## SOURCE EXCERPT
Why did I decide to read this book? It's about a medieval woman who studied Talmud and married a very prominent Rabbi. I have read Maggie Anton's books about Rav Hisda's daughter, and I'm interested in reading about other Jewish women who were scholars. Unlike Rav Hisda's daughter, who is mentioned in the Talmud, the protagonist of this novel is fictional. The Rabbi she married, Meir of Rothenberg known as the Maharam, is an important historical personage but we know nothing about the woman he married, his married life or his household. Many of the major events described in the novel are nevertheless well-documented and known to have either happened to Meir of Rothenberg, been witnessed by him or occurred within his lifetime. See Wikipedia article on Meir of Rothenberg.
The description says that the protagonist, Shira, was rebellious. Shira's father, a Rabbi in Falaise, France, had allowed Shira to study in the same classroom as his own students when she was a small child. She never assumed that she would be limited to the domestic sphere when she married. Considering how repressive her husband was toward women in general in his official pronouncements, modern readers might not think she was rebellious enough. Although her relationship with Meir had its stormy periods, she evidently loved him and was notably loyal to him even when she didn't agree with his opinions. She tried to do what was expected of her as a Rabbi's wife. As such, she played a supportive role in his life.
I was most interested by the censorship theme in this novel. This theme first raised its ugly head in a collision of extremists. None of the participants were willing to compromise. This sounds like a description of many current political figures in the U.S.
On one side was a rather notorious trouble making student of Shira's father known historically as Nicholas Donin. When I first saw that name, I knew that it wasn't possible that this could have been the name by which he was called as a Jewish student. Beginning in the medieval period, Jewish men have typically had secular names in the language of the country where they reside, and religious names in Hebrew or Yiddish. Nicholas would not have been an acceptable name for religious purposes. These would have included his studies of religious texts. It astonishes me that none of the students who were his opponents in the novel raised this issue. I think that it's probable that he actually had a Jewish religious name that vanished from the historical record. Maybe it was Nachman or Naphtali.

## TASK REQUIREMENTS
a. Which people does the book review mention by a proper name? Leave out the names the reviewer offers only as guesses.
b. In the book review, where was Shira's father a Rabbi?

(Rows from a box labeling dataset)
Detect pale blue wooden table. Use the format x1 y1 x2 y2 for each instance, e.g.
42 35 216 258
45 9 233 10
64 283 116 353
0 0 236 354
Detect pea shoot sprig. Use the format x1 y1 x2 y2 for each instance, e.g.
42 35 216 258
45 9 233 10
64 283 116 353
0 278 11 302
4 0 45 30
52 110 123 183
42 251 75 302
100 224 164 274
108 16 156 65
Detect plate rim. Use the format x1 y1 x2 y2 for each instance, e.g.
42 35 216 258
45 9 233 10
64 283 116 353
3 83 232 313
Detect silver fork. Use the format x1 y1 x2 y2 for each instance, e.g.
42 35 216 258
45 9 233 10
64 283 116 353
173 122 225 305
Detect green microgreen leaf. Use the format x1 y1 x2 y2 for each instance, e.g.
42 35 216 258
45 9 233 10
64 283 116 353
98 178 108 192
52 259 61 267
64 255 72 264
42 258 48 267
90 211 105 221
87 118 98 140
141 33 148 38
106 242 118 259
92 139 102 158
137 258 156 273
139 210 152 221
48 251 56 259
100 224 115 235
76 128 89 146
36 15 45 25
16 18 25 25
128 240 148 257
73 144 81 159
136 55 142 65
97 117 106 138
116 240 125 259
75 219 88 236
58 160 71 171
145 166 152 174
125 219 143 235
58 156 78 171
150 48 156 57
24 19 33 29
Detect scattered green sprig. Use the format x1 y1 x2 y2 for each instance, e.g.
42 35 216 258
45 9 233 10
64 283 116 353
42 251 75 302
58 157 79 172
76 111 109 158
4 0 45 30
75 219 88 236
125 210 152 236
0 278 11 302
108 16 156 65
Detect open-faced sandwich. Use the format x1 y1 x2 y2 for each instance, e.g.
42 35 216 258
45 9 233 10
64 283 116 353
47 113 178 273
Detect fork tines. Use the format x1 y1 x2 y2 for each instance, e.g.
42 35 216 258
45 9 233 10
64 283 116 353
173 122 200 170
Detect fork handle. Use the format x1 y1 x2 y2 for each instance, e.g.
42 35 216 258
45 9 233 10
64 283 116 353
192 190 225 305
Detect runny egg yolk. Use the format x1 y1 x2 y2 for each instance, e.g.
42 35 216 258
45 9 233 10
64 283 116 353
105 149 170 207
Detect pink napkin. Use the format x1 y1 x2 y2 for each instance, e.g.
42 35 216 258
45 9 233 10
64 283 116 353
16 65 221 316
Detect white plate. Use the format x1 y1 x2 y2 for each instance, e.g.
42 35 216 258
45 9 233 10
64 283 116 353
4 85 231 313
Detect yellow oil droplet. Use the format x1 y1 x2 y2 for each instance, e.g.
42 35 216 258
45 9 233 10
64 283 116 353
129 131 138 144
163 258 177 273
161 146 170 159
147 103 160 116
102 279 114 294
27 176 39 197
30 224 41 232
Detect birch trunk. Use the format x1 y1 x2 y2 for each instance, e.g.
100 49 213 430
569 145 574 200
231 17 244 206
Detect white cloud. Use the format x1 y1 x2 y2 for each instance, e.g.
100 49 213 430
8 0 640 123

## SOLUTIONS BELOW
a. Maggie Anton, Rav Hisda, Shira, Meir of Rothenberg (the Maharam), Nicholas Donin

b. Falaise, France